TASK TO COMPLETE: The lines to print are the one containing "The service MUST return one point per instance of the foliage" and every line after it through the end of the entries below. Print them exactly and nothing else.

[Dataset entries]
☆ ☆ ☆ ☆

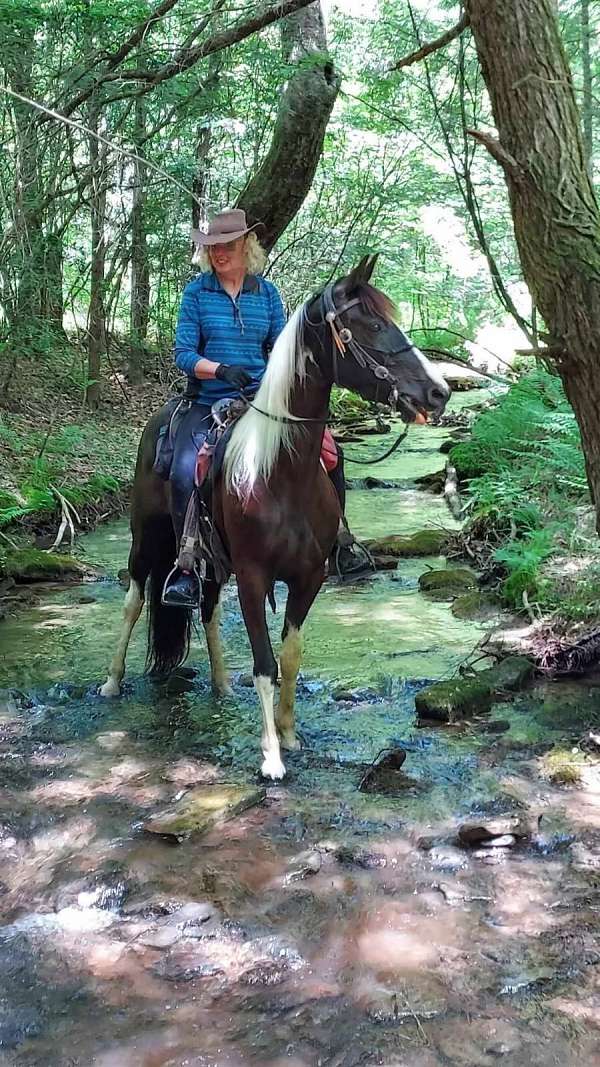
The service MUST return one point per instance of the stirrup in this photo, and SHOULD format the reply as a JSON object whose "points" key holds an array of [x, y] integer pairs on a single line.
{"points": [[168, 579], [363, 562]]}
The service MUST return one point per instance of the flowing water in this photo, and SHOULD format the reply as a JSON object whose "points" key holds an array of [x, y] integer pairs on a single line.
{"points": [[329, 925]]}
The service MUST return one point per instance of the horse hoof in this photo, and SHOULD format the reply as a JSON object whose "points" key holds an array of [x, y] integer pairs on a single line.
{"points": [[272, 767], [110, 688]]}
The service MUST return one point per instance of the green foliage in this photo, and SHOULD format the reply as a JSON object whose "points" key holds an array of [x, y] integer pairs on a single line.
{"points": [[523, 560]]}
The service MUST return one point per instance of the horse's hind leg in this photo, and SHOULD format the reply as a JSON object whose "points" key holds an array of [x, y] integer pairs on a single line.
{"points": [[211, 618], [299, 602], [131, 611], [252, 591]]}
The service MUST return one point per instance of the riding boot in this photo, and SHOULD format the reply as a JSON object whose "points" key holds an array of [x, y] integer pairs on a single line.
{"points": [[349, 557], [182, 589]]}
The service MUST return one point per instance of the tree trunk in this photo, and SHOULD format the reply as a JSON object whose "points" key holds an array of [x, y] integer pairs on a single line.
{"points": [[277, 191], [96, 318], [140, 264], [554, 209], [586, 70]]}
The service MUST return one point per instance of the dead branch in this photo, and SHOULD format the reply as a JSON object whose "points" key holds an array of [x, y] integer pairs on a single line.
{"points": [[498, 152], [432, 46]]}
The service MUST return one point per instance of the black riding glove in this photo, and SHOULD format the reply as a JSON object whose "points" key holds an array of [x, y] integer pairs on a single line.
{"points": [[233, 376]]}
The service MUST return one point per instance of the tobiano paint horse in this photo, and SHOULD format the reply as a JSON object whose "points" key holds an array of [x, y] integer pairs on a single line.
{"points": [[273, 504]]}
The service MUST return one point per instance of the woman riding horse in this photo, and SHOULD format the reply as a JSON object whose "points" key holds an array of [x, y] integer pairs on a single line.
{"points": [[229, 321]]}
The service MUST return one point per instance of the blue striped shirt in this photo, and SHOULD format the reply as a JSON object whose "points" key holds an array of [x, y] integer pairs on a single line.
{"points": [[241, 333]]}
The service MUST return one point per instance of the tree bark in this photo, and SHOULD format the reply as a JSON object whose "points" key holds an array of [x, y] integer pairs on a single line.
{"points": [[277, 191], [96, 317], [140, 263], [586, 70], [554, 209]]}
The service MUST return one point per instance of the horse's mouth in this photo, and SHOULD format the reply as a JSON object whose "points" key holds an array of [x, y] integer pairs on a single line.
{"points": [[408, 410]]}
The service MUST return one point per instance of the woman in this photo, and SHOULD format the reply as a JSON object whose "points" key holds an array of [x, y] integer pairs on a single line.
{"points": [[229, 321]]}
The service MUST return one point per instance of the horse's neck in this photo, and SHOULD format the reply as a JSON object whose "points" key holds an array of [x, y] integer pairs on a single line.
{"points": [[310, 400]]}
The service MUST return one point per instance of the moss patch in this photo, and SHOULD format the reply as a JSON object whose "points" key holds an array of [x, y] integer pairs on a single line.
{"points": [[454, 700], [32, 564], [447, 583], [422, 543]]}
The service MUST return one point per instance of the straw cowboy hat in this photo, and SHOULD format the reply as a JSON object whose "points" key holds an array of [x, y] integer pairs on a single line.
{"points": [[223, 227]]}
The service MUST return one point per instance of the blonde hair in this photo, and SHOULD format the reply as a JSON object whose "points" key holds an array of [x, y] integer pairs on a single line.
{"points": [[255, 256]]}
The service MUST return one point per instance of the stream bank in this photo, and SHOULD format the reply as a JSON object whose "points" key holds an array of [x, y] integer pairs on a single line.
{"points": [[326, 924]]}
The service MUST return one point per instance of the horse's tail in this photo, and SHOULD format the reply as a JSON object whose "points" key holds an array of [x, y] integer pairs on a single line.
{"points": [[169, 627]]}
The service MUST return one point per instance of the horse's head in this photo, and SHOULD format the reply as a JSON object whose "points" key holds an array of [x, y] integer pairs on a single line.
{"points": [[364, 350]]}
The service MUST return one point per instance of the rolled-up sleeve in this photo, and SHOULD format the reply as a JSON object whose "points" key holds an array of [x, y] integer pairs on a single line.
{"points": [[277, 320], [188, 333]]}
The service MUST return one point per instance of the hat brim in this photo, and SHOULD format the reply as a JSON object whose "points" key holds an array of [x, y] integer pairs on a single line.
{"points": [[202, 239]]}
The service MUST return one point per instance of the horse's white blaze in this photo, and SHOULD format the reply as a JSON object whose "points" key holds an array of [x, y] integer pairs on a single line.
{"points": [[218, 671], [431, 370], [256, 441], [131, 610], [289, 659], [272, 766]]}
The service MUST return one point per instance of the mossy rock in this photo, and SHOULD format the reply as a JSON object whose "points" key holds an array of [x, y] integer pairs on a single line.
{"points": [[454, 700], [422, 543], [476, 605], [446, 583], [509, 675], [32, 564]]}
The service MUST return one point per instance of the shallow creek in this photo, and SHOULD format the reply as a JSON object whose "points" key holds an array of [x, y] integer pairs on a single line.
{"points": [[325, 926]]}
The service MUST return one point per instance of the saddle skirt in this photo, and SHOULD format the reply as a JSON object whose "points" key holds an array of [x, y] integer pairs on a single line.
{"points": [[225, 413]]}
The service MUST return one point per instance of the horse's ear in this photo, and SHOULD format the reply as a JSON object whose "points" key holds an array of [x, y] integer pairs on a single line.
{"points": [[361, 273]]}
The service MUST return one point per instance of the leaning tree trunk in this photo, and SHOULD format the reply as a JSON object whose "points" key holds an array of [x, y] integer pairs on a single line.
{"points": [[554, 209], [277, 191], [96, 315], [140, 259]]}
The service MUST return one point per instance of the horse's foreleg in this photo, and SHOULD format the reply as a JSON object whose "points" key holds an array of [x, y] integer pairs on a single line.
{"points": [[211, 618], [131, 611], [299, 602], [252, 590]]}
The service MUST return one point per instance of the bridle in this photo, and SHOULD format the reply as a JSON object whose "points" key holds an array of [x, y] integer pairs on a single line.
{"points": [[345, 341]]}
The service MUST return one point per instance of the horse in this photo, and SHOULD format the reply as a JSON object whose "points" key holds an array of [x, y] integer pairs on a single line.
{"points": [[273, 505]]}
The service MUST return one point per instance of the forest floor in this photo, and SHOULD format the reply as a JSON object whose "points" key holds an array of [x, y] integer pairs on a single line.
{"points": [[49, 442]]}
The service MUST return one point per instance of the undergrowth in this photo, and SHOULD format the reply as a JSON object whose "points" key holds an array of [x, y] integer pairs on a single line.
{"points": [[526, 482]]}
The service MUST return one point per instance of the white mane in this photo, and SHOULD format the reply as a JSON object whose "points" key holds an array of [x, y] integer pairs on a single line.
{"points": [[256, 440]]}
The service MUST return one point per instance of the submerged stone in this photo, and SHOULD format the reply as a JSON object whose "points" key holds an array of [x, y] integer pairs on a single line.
{"points": [[423, 543], [203, 808], [475, 606], [509, 675], [447, 582], [454, 700]]}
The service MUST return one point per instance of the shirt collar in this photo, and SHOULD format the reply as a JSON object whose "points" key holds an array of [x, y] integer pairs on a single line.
{"points": [[209, 281]]}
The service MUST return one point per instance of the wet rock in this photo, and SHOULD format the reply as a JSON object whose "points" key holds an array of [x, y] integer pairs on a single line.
{"points": [[509, 675], [361, 858], [494, 829], [454, 700], [423, 543], [384, 776], [32, 564], [475, 605], [204, 808], [303, 866], [446, 858], [447, 582], [187, 771], [17, 1024]]}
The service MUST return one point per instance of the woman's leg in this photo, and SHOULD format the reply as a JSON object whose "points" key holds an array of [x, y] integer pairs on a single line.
{"points": [[183, 589]]}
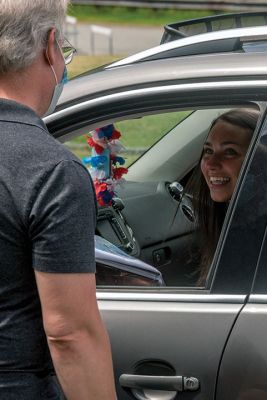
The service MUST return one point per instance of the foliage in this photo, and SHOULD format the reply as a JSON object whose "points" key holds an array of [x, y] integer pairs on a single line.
{"points": [[131, 15]]}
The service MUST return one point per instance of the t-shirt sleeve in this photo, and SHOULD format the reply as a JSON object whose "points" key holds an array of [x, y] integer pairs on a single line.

☆ ☆ ☆ ☆

EXPECTED ANSWER:
The service MUST return one point per instance of the foliage in this photo, and SHOULD format the reply as a JSON object whose "points" key holds an array of [x, y] integer pairs on a single line.
{"points": [[131, 15]]}
The service MUST return one point per instance of the t-shirt sleeve in this photo, and SHOULD format the reply as a JSON object whose "points" key holds an array of [x, y] integer pairs on a single line.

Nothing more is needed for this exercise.